Prompt
Please copy the items below, substituting "module" for every "component" and changing nothing else.

Stored data
————

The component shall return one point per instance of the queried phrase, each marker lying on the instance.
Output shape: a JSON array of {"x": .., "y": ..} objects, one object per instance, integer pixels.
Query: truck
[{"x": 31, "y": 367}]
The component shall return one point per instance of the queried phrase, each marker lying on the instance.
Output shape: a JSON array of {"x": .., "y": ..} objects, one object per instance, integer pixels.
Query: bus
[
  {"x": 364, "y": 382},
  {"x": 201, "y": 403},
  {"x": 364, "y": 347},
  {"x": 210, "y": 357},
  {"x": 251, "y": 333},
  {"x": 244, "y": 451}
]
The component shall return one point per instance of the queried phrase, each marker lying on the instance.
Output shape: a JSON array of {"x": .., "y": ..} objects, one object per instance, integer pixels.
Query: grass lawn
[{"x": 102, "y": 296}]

————

Finished task
The module shall return one point per instance of the queried phrase, each marker lying on the instance.
Output shape: a JSON array of {"x": .., "y": ..} objects, one object per instance, integer pixels.
Query: truck
[{"x": 31, "y": 367}]
The module shall return one point per instance of the queried phrase, each marker lying on the instance.
Output shape: a JSON array of {"x": .., "y": ..} objects, one object per instance, integer pixels.
Query: bus
[
  {"x": 364, "y": 382},
  {"x": 201, "y": 403},
  {"x": 364, "y": 347},
  {"x": 210, "y": 357},
  {"x": 251, "y": 333},
  {"x": 244, "y": 451}
]
The module shall return one point per instance of the queried phrase, each marker lying on the instance.
Output shape: a JSON array of {"x": .., "y": ..} objects, one object per instance, integer pixels.
Query: grass lawn
[{"x": 102, "y": 296}]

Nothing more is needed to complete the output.